Set task 1:
Decide whether each statement agrees with the passage on downhole pump power, and answer yes or no for each, quoting the deciding words of the passage. (a) The mudflow rate is known in advance. (b) Each power curve expresses the power generated by the turbo-alternator as a function of the turbine angular velocity. (c) The operating point is preferably limited when the measured generated power is around 80% of the maximum power available downhole.
Set task 2:
Write the next part of the passage on downhole pump power, picking up after its final sentence.

Note that the formation flow rate and pump flow rate are not always the same. These flow rate usually are predictable from each other with a tool or flow line model, as is well known in the art. In some cases, the formation flow rate is close to the pump flow rate. For simplicity it will be assumed that these two quantity are equals in the rest of the disclosure, but it should be understood that it may be necessary to use a tool of flow line model to compute one from the other one.
As mentioned previously, the pump 41 is powered by mud flowing downward through a work pipe, in this case through a turbine. The maximum power available for the pump 41 depends on the mudflow rate. The mudflow late is dependent upon borehole parameters such as depth, diameter, hole deviation, upon the type of mud that is used and upon the local drilling rig. Thus, the mudflow rate is not known in advance and may change for various reasons.
The maximum available power determined in part 81 may be predicted using a model for the turbine 37 and/or turbo-alternator 37, 38. This model may comprise power curves. For example, each power curve expresses the power generated by the turbo-alternator as a function of the turbine angular velocity. FIG. 5A shows one example of a power curve for a given mudflow rate.
As shown in the example of FIG. 5A, the maximum power available Pmaxmay be determined from a free spin angular velocity ωFSand the associated power zero. These values will generate a power curve corresponding to the mud flow rate. This generated power curve has a peak power value Pmaxfor limiting pumping operation. Assuming the mud flow rate stays constant, the power curve may be used to correlate a angular velocity ωOPto any operational power POP.
The maximum of this curve determines the maximum power available downhole in part 81. Note that variations using values of the turbine angular velocity and the generated power over a time period may also be used. These methods may involve regressions techniques, for examples to determine the power curve corresponding to the current mudflow rate from data points collected over a period, and/or to track variations of the mudflow rate over a time period.
The calculated maximum power available downhole computed in part 81 may be used as a pump operation limit. The operation of the pump 41 may be limited based on this and/or other operation limits, as described below with respect to part 89. In one example, the measured operational power by the turbo-alternator 37, 38 POPis compared to the maximum power Pmax. When the measured generated power approaches the maximum power, the pump flow rate and/or the differential pressure across the pump may be prevented to increase further. Limiting the pumping power, and consequently the power drawn from the turbo-alternator 37, 38, may prevent the turbine from stalling. Preferably, the operating point (“L”) may be limited when the measured generated power by the turbo-alternator 37, 38 is around 80% of maximum power available downhole.

Available data:
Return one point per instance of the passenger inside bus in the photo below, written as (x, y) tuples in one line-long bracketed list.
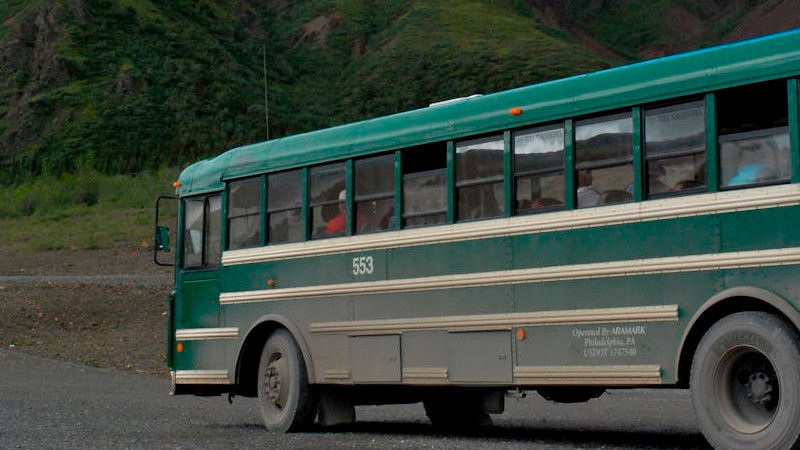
[(337, 224)]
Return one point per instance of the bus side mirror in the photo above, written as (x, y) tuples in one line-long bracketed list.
[(162, 239), (161, 236)]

Written response 1:
(a) No: "Thus, the mudflow rate is not known in advance and may change for various reasons."
(b) Yes: "each power curve expresses the power generated by the turbo-alternator as a function of the turbine angular velocity"
(c) Yes: "Preferably, the operating point (“L”) may be limited when the measured generated power by the turbo-alternator 37, 38 is around 80% of maximum power available downhole."

Written response 2:
In part 82, the control of the pump 41 is further based upon electrical load limitations. Specifically, the motor driver peak current is limited. The peak current is related to the torque required from the motor 35. The motor 35 may thus be controlled by a feedback loop based upon the torque requirement. The driving value of the torque may be limited in part 89 as not to exceed the driver peak current.
In part 83, the pump 41 is further controlled based upon mechanical load limitations. For example, the torque applied on the roller screw 39 may be limited. The motor 35 may be controlled by a feedback loop based upon the torque. The driving value of the torque may be limited as not to exceed the torque load on the roller screw 39 in part 89.
In part 84, the control of the pump is further based upon losses in the pumping system or the system loss(es). The maximum available power at the pump output is estimated, tracked or predicted as a function of the maximum available power downhole and losses in the pumping system in part 84. For example, the high power electronics and the electrical driver losses vary with the motor angular velocity, the motor torque, and the temperature. Other losses such as friction losses may also take place in the system. The losses may be predicted by a loss model, that can be continuously adapted as part of the method 80. The motor 35 may be controlled such that the product of motor torque and actual pump rate (the pump output power), does not exceed the maximum available power at the pump output.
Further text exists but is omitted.